[Photo-based referring expression data]
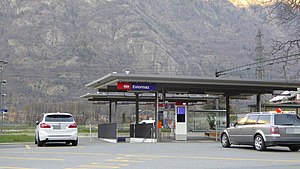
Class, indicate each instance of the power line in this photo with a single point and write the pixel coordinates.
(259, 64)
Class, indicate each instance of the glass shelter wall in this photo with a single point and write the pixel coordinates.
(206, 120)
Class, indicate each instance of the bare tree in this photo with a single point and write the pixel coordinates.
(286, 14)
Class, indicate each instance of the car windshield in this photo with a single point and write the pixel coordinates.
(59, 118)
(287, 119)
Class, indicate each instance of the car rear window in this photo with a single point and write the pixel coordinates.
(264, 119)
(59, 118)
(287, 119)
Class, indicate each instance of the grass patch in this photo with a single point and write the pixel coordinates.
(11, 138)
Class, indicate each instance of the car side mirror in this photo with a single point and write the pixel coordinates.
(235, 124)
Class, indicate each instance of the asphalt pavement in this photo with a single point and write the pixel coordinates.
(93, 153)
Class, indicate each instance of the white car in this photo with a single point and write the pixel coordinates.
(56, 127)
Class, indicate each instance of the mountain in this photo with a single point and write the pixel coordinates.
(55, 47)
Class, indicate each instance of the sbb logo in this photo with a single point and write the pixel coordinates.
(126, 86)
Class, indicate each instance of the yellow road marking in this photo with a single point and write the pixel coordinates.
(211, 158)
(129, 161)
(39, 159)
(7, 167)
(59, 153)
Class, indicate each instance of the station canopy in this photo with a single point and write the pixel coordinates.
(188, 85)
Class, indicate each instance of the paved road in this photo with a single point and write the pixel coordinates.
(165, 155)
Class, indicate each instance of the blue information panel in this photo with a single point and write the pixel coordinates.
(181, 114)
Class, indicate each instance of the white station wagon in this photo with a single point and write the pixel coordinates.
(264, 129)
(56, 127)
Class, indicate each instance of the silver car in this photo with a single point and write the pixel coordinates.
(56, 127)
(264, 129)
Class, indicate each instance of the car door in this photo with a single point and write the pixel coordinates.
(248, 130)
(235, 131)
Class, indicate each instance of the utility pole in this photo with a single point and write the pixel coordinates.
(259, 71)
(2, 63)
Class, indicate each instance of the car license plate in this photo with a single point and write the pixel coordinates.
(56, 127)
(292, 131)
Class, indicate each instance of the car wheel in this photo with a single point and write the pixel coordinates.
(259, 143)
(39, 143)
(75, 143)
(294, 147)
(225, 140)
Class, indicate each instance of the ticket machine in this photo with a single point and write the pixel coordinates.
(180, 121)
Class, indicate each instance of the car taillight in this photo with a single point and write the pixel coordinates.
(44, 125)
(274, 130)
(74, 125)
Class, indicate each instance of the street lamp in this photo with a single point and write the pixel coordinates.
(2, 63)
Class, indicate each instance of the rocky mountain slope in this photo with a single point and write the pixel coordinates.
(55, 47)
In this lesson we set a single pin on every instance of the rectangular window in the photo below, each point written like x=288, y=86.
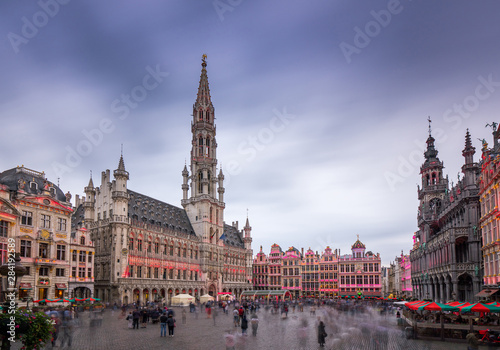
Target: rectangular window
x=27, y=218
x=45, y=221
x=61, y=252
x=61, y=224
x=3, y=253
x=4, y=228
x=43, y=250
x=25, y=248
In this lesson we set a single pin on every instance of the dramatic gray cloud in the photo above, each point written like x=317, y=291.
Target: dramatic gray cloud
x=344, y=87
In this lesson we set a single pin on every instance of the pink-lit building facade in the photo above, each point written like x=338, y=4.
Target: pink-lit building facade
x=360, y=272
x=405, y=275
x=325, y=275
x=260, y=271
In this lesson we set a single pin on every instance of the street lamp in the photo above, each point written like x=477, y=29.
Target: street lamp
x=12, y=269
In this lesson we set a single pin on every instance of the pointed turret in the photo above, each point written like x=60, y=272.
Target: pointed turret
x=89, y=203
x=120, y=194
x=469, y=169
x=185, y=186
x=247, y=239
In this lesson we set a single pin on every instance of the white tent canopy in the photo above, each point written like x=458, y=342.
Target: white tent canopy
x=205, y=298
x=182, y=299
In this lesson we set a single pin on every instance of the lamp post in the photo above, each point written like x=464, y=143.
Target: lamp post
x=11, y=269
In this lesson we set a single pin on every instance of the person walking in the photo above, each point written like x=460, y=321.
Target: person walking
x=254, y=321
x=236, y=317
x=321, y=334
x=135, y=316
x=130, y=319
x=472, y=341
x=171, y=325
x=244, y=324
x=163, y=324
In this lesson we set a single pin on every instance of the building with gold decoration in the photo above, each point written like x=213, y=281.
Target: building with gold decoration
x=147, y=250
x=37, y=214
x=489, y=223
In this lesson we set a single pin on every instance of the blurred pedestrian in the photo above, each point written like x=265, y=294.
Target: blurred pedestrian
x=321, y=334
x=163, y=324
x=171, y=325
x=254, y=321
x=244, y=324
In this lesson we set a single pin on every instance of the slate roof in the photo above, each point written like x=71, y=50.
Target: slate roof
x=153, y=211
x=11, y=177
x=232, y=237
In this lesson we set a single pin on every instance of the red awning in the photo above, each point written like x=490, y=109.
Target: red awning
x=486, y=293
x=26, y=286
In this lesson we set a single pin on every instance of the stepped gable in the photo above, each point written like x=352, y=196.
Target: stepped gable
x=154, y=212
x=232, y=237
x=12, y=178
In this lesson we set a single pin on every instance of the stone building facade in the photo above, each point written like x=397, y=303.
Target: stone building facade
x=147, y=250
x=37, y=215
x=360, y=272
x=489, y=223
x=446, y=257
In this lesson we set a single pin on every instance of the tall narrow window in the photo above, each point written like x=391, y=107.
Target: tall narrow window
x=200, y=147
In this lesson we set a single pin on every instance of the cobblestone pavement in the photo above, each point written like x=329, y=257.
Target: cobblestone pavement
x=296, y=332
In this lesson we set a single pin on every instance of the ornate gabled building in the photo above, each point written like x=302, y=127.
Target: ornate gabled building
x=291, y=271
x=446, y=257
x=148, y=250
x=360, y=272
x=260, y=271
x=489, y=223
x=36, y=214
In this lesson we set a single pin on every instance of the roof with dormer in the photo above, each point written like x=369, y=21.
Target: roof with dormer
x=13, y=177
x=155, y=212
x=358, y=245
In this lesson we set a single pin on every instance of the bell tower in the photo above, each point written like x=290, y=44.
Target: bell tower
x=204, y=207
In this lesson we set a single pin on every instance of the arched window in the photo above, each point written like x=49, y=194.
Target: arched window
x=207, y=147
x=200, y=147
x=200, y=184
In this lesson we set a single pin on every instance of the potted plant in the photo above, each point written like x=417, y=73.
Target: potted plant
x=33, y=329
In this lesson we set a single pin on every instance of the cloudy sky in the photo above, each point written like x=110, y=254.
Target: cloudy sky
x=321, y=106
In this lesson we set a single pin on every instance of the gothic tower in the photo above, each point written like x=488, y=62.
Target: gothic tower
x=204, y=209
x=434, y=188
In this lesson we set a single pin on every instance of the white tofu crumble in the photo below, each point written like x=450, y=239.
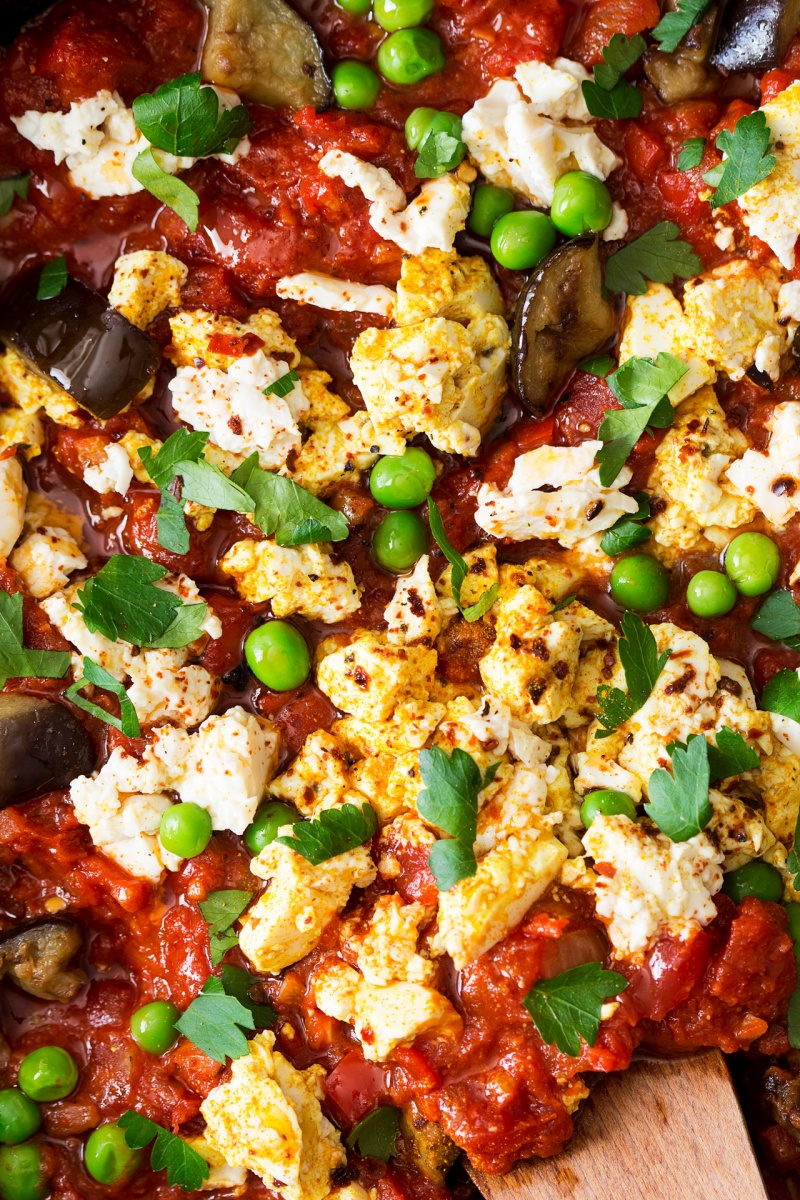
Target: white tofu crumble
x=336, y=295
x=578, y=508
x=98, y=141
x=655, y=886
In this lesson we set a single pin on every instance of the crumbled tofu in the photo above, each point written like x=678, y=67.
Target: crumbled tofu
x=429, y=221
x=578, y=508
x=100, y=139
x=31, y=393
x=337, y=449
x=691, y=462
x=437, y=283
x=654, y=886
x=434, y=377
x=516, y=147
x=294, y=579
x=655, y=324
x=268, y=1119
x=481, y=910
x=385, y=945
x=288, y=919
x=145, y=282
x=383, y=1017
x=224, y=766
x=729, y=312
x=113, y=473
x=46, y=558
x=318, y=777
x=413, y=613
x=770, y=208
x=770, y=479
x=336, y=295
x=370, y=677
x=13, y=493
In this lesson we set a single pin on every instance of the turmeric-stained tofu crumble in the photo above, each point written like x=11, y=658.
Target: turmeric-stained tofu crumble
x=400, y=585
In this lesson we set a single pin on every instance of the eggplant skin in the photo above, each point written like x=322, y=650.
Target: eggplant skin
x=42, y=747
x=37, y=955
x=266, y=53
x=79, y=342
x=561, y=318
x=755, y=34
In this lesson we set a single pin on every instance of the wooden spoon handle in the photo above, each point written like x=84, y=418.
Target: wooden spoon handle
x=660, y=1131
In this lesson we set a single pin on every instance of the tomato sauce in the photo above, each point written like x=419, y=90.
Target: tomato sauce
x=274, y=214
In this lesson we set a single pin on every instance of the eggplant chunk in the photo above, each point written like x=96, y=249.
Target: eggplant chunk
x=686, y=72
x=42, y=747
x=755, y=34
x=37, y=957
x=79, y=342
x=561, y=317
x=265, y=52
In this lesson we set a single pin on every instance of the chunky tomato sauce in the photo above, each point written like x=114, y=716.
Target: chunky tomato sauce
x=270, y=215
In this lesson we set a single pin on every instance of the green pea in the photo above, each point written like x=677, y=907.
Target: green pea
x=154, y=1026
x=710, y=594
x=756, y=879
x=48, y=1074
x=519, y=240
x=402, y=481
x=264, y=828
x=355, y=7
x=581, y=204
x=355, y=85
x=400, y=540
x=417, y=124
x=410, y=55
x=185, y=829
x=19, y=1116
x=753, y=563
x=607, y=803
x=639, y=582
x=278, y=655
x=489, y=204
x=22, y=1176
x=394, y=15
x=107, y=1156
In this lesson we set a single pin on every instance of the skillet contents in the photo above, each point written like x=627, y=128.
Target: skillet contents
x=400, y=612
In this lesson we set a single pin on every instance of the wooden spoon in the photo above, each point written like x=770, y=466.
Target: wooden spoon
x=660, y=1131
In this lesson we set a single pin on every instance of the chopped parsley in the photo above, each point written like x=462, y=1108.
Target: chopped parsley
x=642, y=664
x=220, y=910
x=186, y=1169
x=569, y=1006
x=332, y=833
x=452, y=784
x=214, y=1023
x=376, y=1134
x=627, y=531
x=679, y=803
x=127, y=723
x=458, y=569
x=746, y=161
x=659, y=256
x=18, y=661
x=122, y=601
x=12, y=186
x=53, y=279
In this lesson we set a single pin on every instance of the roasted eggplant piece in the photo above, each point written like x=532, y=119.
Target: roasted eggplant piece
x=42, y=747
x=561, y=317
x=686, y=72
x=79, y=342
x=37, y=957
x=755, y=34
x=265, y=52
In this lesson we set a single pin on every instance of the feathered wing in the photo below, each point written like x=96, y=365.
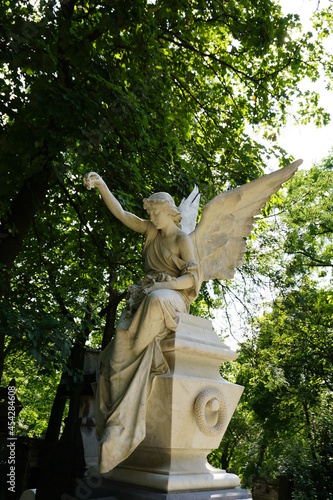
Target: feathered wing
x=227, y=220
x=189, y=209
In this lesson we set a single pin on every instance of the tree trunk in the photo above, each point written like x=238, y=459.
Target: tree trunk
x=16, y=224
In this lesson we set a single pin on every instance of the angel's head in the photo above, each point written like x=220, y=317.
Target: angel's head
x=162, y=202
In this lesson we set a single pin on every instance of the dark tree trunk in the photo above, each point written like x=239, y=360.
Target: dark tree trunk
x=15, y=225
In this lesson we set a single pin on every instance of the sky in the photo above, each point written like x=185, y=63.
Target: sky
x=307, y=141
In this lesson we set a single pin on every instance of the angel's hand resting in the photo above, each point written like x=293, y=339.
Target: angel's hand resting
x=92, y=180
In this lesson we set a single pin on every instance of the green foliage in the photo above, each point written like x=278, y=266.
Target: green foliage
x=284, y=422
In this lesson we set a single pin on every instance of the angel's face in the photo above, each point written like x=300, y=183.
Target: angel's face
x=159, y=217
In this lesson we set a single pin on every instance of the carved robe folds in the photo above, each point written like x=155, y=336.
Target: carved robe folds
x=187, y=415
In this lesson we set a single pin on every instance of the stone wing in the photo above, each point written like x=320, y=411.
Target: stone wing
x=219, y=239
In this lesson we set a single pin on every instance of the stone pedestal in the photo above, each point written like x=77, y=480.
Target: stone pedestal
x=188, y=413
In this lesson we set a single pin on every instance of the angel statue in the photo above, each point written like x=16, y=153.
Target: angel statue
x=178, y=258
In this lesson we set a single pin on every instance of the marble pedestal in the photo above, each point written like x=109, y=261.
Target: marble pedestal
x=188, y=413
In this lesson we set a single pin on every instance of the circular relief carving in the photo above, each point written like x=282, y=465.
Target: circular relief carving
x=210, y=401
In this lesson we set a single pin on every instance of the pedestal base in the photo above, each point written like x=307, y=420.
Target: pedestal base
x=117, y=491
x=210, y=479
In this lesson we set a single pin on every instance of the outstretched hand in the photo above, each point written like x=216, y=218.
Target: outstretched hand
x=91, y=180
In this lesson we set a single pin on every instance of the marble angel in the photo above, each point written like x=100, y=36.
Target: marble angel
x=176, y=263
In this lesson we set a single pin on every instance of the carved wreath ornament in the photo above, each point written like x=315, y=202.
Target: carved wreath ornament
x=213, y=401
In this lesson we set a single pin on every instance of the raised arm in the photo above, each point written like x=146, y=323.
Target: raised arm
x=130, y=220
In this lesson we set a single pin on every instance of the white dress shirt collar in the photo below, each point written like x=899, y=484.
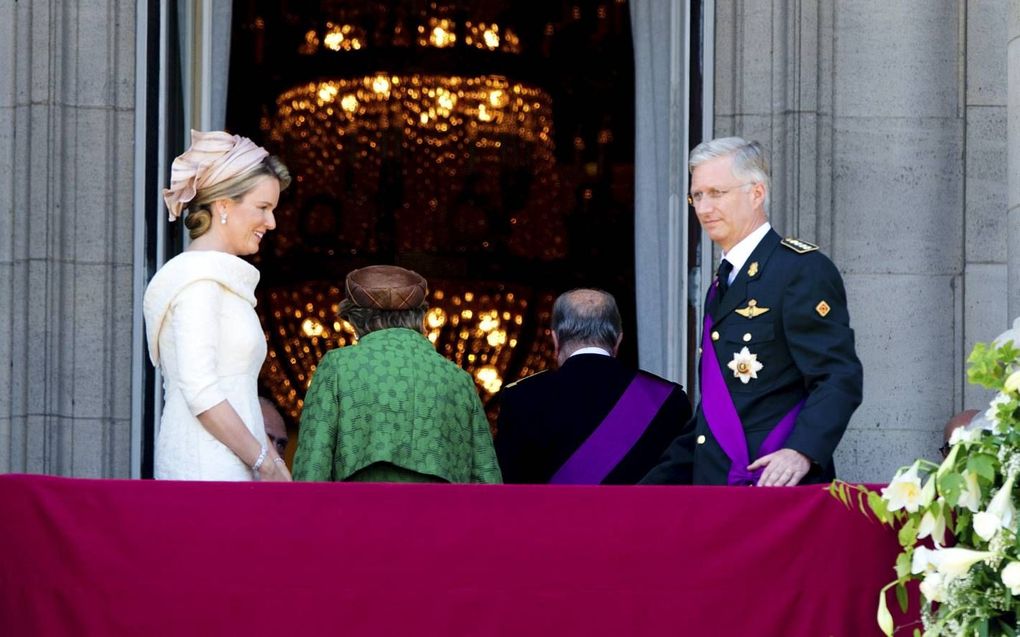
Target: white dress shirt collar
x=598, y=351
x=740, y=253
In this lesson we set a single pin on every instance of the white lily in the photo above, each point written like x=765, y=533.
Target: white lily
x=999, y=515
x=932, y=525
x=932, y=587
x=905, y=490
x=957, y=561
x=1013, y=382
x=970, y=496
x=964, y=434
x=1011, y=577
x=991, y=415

[PROBLEM TO WORK ON]:
Print the stretch of the data from the line with "Target: carved wreath ornament" through its last line, exactly and with both ends kept. Omit pictures.

[RESPONSE]:
Target: carved wreath ornament
x=213, y=401
In this lesson we set a single pin on every instance of the raised arm in the photo above, each point written like x=146, y=323.
Target: raised arm
x=130, y=220
In this lesson we set a single pin on every instance of the white dress shirt collar in the photo below, each point written like x=899, y=484.
Target: white dress shirt collar
x=598, y=351
x=740, y=253
In this lesson we set a single pin on every instance of the white lily in the photo above, each point written like x=765, y=533.
Target: white lily
x=999, y=515
x=932, y=525
x=932, y=587
x=905, y=490
x=957, y=561
x=1013, y=382
x=970, y=496
x=964, y=434
x=1011, y=577
x=991, y=415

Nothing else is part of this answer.